• [ABOUT THIS TASK] From the first line to the last, repeat the data below exactly.

(Text-to-region grounding data)
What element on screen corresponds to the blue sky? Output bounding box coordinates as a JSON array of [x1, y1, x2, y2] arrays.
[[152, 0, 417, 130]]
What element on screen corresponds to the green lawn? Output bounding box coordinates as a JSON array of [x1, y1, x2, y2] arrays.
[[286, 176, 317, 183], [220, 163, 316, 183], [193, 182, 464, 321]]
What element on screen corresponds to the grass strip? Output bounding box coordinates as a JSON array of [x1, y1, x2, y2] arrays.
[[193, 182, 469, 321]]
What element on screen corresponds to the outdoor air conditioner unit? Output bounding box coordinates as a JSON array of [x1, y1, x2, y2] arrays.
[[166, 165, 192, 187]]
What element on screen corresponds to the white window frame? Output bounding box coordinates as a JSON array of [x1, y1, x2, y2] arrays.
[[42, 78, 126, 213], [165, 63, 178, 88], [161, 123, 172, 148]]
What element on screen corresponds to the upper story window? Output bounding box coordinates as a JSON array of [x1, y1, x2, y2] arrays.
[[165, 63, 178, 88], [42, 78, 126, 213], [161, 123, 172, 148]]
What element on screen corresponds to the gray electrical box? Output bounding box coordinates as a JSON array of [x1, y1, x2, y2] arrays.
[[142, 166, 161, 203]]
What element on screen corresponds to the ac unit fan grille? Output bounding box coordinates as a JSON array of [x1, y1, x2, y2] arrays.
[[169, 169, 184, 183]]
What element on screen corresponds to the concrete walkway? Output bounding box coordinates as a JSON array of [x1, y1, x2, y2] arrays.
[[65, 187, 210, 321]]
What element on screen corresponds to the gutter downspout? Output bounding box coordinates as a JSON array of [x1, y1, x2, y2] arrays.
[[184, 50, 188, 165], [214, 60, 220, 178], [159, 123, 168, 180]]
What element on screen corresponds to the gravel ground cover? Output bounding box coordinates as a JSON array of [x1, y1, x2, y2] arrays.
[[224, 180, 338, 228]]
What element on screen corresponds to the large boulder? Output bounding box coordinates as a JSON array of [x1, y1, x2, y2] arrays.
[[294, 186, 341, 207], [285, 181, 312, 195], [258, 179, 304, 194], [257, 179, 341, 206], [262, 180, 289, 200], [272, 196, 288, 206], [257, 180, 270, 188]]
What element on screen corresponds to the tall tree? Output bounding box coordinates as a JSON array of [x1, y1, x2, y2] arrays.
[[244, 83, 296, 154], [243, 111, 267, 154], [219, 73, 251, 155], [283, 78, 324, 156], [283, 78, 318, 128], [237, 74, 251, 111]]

• [WRITTEN ANSWER]
What element on screen corresponds to the blue sky? Output bounding box coordinates as a JSON array of [x1, y1, x2, y2] arrays.
[[152, 0, 417, 130]]
What element on screen corresponds to the green lawn? Output bounding box coordinates as a JSON array of [x1, y1, x2, y2] arrays.
[[286, 176, 317, 183], [220, 163, 316, 183], [193, 182, 464, 321]]
What element on screen corresponds to the grass strip? Output bounding box coordinates as a JSON array of [x1, y1, x2, y2] arrays.
[[193, 182, 469, 321]]
What element on screen corresponds to the outdoor air conditioner unit? Output bounding box coordinates as a JSON array of [x1, y1, x2, y2] arrays.
[[166, 165, 192, 187]]
What element on screen corresponds to the white window frame? Output bounding box coordinates as a JSON array of [x1, y1, x2, y2] arrays.
[[42, 78, 126, 213], [165, 63, 178, 88], [161, 123, 172, 148]]
What element on screen corresponds to the upper story window? Output bounding box coordinates as a JSON array of [x1, y1, x2, y2] arrays.
[[165, 63, 178, 88], [42, 78, 126, 213], [161, 123, 172, 148]]
What element on screen corresponds to the gray electrical box? Output bounding box coordinates as a JSON array of [x1, y1, x2, y2] arrays.
[[142, 166, 161, 203]]
What element on screen corresponds to the ac unit fan grille? Output bounding box coordinates as a JSON array of [x1, y1, x2, y2] arrays.
[[169, 169, 184, 183]]
What element on screen corresponds to the concrete walkway? Output bounding box coordinates as a JSON array of [x1, y1, x2, y2] arrays.
[[65, 187, 210, 321]]
What element on screen corresponds to the gutter downspout? Output bounding box coordinates as a JSON array of [x1, y1, x2, y2] arrays.
[[184, 50, 188, 165], [214, 60, 220, 178], [159, 123, 168, 180]]
What element on screen corresponds to the gravel ground cover? Output bounding box coordinates as a JSON array of [x1, y1, x2, y2] arrays.
[[224, 180, 338, 228]]
What element on screen corresponds to the large boulder? Output bounding box coordinates as a JSON array of [x1, y1, x2, y2] arrays.
[[294, 186, 341, 207], [285, 181, 312, 195], [258, 179, 304, 194], [257, 179, 341, 206], [262, 180, 289, 200], [272, 196, 288, 206], [257, 180, 270, 188]]
What element on screen corresponds to the tall tree? Output bounding box coordinates as a JSON array of [x1, y1, x2, y2] arrays.
[[244, 83, 296, 154], [243, 111, 267, 154], [219, 73, 251, 155], [283, 78, 324, 156], [283, 78, 318, 128], [237, 74, 251, 111]]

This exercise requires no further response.